* _Exercise brief_: Go through the records line by line from the top and repeat each one exactly, ending with the line that contains "rough mask: <svg".

(Stored records)
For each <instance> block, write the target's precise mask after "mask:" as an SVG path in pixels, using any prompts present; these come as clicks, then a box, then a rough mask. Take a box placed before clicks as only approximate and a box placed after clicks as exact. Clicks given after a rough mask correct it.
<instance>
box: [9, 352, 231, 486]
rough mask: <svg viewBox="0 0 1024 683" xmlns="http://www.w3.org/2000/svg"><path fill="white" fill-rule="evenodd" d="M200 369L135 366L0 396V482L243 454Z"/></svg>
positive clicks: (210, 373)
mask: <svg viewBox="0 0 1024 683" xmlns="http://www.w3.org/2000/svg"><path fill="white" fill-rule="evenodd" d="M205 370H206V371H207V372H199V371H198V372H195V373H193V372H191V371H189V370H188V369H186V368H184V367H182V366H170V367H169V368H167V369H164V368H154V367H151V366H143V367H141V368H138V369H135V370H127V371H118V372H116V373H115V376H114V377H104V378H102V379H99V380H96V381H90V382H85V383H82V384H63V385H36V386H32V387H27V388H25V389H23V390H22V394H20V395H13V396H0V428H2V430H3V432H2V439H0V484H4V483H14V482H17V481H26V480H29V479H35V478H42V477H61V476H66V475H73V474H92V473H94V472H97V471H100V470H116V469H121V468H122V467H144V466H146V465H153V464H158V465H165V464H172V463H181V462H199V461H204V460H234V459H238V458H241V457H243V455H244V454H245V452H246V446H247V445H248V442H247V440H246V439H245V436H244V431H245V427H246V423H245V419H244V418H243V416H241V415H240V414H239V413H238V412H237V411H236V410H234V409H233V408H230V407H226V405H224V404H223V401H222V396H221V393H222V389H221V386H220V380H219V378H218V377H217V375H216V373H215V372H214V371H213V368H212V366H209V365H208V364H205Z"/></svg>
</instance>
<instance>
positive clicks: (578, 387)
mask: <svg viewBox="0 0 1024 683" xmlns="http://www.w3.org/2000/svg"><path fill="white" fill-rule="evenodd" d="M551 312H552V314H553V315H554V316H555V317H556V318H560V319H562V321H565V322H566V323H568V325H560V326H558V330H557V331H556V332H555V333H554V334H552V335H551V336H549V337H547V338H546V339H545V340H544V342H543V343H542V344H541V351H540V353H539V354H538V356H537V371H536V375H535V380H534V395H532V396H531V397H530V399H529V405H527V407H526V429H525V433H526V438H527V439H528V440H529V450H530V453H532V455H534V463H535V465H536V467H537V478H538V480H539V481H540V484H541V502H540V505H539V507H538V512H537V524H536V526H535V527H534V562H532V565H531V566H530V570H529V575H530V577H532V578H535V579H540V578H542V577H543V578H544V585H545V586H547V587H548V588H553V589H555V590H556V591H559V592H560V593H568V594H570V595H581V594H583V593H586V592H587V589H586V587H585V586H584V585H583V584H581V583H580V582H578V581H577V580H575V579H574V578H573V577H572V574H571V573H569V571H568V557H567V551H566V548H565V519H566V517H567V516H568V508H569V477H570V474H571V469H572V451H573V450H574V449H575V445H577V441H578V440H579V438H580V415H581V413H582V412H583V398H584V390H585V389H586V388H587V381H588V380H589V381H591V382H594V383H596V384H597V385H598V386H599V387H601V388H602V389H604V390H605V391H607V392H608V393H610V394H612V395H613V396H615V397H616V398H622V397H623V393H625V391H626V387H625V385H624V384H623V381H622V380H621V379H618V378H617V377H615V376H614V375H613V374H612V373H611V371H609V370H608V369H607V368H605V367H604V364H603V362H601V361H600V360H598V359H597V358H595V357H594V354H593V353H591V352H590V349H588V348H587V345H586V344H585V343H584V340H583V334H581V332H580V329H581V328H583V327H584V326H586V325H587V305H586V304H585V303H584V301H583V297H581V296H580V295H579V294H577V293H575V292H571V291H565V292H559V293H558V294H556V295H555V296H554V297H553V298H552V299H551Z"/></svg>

* _Reply_:
For each <instance> block, write the target's precise mask after "mask:" as an SVG path in pixels, using any prompts present; these come as clicks, then a box, then a rough mask. Take a box placed before clicks as only approximate and a box placed after clicks as exact. Clicks given after a rough mask correct it.
<instance>
box: [9, 352, 231, 486]
rough mask: <svg viewBox="0 0 1024 683" xmlns="http://www.w3.org/2000/svg"><path fill="white" fill-rule="evenodd" d="M200 369L135 366L0 396V482L243 454Z"/></svg>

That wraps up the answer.